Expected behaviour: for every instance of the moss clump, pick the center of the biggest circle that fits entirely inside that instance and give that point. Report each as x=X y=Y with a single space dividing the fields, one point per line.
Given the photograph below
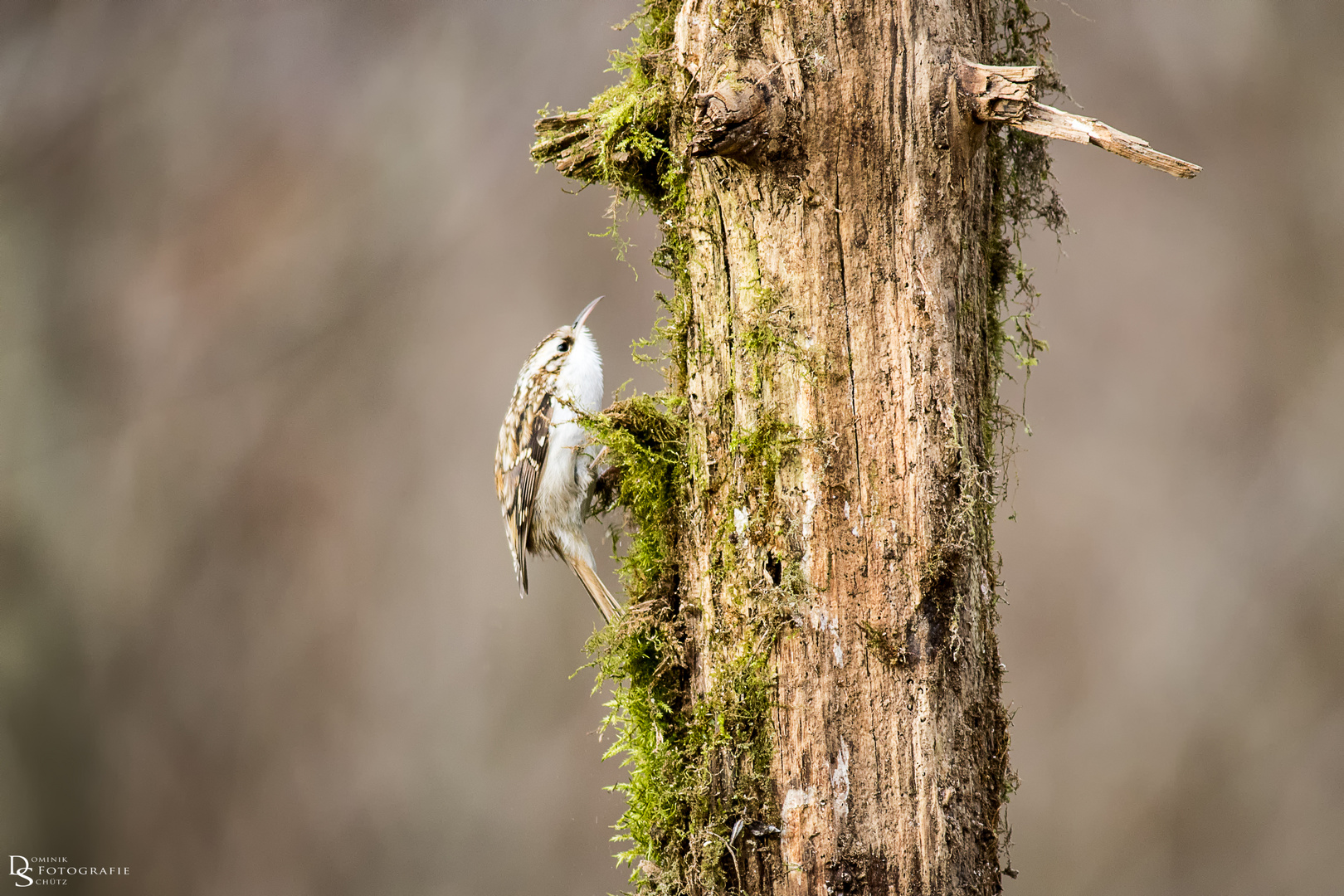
x=698 y=762
x=624 y=137
x=1023 y=191
x=645 y=448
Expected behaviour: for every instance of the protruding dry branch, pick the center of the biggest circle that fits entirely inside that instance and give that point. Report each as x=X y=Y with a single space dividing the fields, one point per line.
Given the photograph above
x=1008 y=95
x=570 y=141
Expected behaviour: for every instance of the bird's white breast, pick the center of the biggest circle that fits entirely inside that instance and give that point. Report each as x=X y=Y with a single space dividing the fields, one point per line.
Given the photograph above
x=567 y=475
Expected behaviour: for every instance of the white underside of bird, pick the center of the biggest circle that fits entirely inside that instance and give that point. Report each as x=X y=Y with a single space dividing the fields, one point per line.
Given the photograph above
x=543 y=466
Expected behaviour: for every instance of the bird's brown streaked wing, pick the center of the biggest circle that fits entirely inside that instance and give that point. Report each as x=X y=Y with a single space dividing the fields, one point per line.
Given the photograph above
x=519 y=485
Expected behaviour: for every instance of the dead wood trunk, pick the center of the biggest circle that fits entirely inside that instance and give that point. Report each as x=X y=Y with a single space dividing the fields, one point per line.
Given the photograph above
x=812 y=683
x=858 y=249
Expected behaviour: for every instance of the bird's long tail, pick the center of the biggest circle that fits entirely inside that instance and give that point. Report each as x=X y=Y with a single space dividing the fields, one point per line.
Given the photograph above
x=601 y=597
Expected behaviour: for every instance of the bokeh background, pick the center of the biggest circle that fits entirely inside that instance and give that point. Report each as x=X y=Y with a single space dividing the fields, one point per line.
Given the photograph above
x=268 y=270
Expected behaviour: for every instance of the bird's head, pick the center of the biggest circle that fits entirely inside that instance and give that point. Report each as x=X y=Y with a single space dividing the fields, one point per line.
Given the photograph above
x=572 y=340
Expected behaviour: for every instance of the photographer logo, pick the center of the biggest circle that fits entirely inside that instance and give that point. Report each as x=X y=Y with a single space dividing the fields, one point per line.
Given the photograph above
x=56 y=871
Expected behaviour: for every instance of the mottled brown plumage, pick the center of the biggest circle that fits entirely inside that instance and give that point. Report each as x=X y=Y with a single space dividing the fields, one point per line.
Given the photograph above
x=543 y=464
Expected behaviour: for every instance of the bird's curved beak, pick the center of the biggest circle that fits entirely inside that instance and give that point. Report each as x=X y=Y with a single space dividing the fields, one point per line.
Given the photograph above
x=578 y=321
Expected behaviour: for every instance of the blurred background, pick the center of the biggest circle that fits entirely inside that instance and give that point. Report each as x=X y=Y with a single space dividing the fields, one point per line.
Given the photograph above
x=268 y=271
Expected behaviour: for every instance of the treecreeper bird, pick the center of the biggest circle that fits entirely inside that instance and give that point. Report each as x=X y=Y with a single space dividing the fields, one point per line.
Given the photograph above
x=543 y=465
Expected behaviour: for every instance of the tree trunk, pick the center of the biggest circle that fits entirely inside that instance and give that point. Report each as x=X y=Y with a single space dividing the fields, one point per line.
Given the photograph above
x=840 y=288
x=812 y=683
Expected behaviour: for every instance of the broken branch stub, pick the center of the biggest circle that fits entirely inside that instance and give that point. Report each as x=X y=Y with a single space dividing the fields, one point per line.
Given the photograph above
x=572 y=143
x=1008 y=95
x=743 y=117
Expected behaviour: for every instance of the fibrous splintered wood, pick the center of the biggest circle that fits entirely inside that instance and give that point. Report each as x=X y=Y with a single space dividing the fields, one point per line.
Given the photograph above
x=1008 y=95
x=570 y=141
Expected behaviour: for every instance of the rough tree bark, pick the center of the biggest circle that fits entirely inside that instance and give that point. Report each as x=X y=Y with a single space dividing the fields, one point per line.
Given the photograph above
x=828 y=197
x=890 y=751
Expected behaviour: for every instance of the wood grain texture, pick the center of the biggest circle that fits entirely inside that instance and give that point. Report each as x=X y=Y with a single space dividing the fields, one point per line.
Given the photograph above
x=1007 y=95
x=863 y=247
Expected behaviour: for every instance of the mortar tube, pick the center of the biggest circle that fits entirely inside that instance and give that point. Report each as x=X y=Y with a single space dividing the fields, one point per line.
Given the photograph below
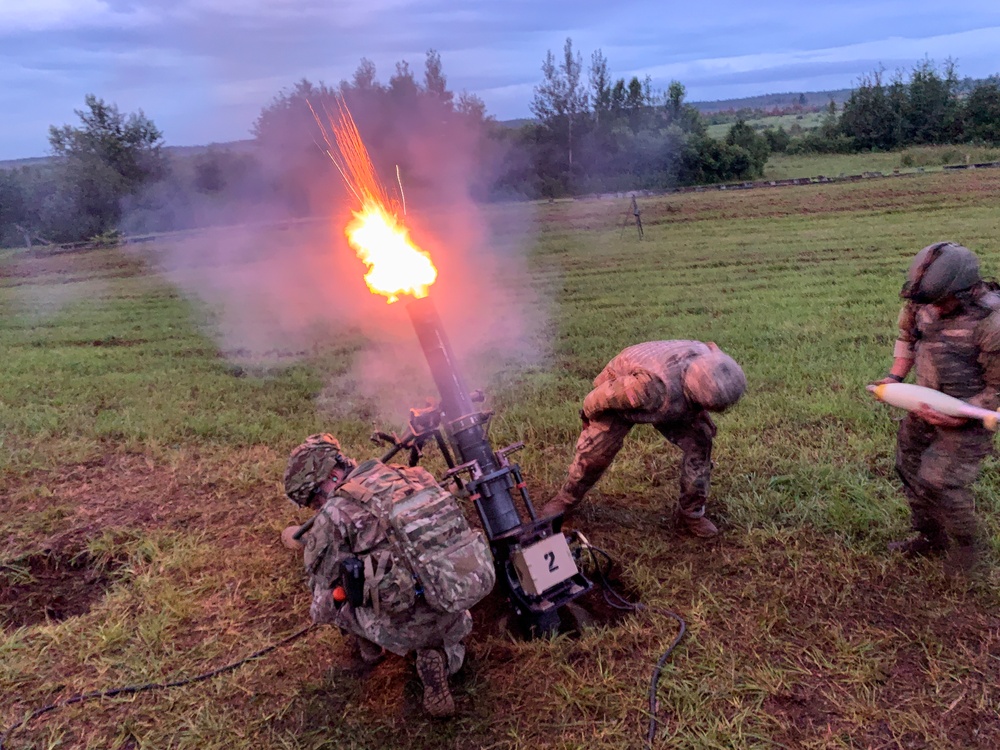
x=469 y=441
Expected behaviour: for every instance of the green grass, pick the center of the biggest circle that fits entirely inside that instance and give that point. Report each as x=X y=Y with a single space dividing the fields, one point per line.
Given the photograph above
x=133 y=435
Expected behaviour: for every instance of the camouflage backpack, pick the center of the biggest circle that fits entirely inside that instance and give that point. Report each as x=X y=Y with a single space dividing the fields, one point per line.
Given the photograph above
x=421 y=541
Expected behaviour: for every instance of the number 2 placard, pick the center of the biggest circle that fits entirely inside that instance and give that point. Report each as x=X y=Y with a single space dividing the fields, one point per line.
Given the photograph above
x=545 y=564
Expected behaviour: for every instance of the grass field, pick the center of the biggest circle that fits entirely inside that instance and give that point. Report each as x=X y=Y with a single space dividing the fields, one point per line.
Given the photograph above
x=142 y=455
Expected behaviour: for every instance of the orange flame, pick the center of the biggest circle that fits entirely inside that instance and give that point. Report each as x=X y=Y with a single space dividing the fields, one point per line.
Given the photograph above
x=395 y=265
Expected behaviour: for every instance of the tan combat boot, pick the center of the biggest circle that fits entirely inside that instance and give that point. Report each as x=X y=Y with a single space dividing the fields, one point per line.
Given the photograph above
x=432 y=666
x=288 y=538
x=700 y=527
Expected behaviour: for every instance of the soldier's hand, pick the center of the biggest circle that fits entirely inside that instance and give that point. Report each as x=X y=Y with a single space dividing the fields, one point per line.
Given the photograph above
x=591 y=406
x=936 y=418
x=884 y=381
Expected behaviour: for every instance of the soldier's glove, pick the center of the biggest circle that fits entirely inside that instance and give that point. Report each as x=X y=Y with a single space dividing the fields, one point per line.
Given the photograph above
x=592 y=406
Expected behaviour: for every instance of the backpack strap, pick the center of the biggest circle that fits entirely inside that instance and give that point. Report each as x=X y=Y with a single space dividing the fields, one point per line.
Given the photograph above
x=374 y=573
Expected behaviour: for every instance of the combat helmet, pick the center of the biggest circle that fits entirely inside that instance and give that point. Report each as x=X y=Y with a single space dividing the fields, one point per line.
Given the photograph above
x=714 y=380
x=311 y=463
x=939 y=270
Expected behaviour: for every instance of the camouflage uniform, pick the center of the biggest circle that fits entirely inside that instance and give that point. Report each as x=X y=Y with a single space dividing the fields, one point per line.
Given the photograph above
x=651 y=383
x=343 y=529
x=957 y=354
x=415 y=547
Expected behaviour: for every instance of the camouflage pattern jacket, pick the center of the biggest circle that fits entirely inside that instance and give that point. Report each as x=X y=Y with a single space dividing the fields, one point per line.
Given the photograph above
x=645 y=383
x=958 y=354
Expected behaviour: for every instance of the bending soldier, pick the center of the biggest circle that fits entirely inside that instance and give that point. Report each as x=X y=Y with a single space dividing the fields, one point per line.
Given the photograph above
x=390 y=560
x=672 y=385
x=949 y=332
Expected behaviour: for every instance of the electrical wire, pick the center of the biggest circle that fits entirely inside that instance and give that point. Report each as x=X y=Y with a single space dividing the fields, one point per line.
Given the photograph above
x=625 y=605
x=133 y=689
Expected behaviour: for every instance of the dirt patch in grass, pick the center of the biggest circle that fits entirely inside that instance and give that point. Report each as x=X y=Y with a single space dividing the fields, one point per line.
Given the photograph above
x=50 y=587
x=793 y=635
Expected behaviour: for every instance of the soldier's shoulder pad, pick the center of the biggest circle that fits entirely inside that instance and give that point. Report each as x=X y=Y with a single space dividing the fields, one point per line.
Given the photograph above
x=988 y=330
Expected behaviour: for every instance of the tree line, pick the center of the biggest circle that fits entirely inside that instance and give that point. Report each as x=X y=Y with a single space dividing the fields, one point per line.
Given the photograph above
x=925 y=106
x=592 y=132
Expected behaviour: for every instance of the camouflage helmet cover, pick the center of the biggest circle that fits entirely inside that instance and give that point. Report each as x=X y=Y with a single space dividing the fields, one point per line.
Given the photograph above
x=714 y=380
x=939 y=270
x=311 y=463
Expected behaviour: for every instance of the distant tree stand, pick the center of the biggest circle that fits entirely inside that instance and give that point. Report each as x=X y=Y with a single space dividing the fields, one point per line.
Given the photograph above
x=633 y=210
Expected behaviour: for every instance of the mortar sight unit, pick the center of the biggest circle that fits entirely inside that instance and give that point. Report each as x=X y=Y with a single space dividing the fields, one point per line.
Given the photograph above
x=534 y=563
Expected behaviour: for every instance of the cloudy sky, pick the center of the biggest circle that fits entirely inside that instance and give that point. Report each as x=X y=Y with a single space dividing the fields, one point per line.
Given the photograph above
x=202 y=69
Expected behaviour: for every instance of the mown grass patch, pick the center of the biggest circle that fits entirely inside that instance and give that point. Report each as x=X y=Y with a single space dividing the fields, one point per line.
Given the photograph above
x=130 y=437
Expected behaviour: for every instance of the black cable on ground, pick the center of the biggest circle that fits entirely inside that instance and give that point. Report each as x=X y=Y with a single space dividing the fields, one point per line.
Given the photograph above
x=133 y=689
x=624 y=604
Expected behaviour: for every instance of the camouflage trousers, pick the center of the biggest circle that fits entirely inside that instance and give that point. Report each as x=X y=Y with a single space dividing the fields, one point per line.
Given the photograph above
x=938 y=467
x=419 y=629
x=604 y=436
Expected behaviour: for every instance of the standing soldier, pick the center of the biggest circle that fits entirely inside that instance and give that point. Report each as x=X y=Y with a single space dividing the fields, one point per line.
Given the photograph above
x=949 y=330
x=391 y=560
x=672 y=385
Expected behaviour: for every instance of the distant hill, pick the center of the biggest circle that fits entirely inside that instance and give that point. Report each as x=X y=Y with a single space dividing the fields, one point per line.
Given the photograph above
x=804 y=99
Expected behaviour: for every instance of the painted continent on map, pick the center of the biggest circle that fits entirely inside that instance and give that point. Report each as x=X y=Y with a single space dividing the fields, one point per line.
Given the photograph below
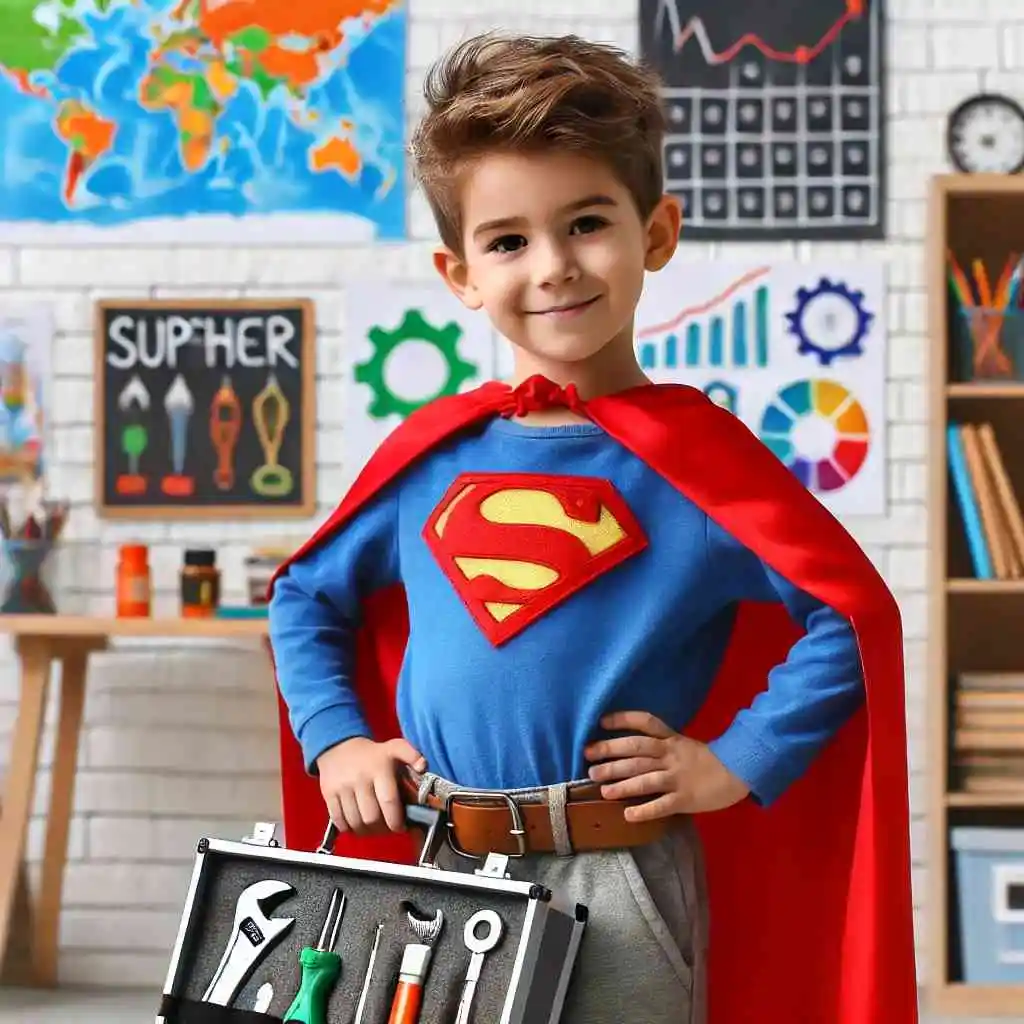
x=129 y=113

TASK DIRECTIONS: Reproduce nothing but the lines that run from the line containing "Expected behaviour: for every instance of the standing" through the last line of the records, inclusive. Omit the pictures.

RIGHT ANSWER:
Expected behaviour: for every instance of the standing soldier, pick the center of the biggest circle that fits entirely inside that instance and give that point. Report each as x=X y=Y with a single space dividing the fields, one point per line.
Given the photograph above
x=949 y=330
x=391 y=560
x=672 y=385
Expected behaviour: for every instance of the distant hill, pick the center of the biggest circle that fits entirely inside that instance and give that point. Report each as x=X y=Y with a single space dividing the fields, one point per line.
Given the photograph above
x=804 y=99
Expected behaviour: for every instance of the painted continent on map, pick the center of the biggest circle that fits entirely inside that instance and give that point. Report each as x=X y=Y with a single space dividing the fields, one point per line.
Given the photograph below
x=129 y=113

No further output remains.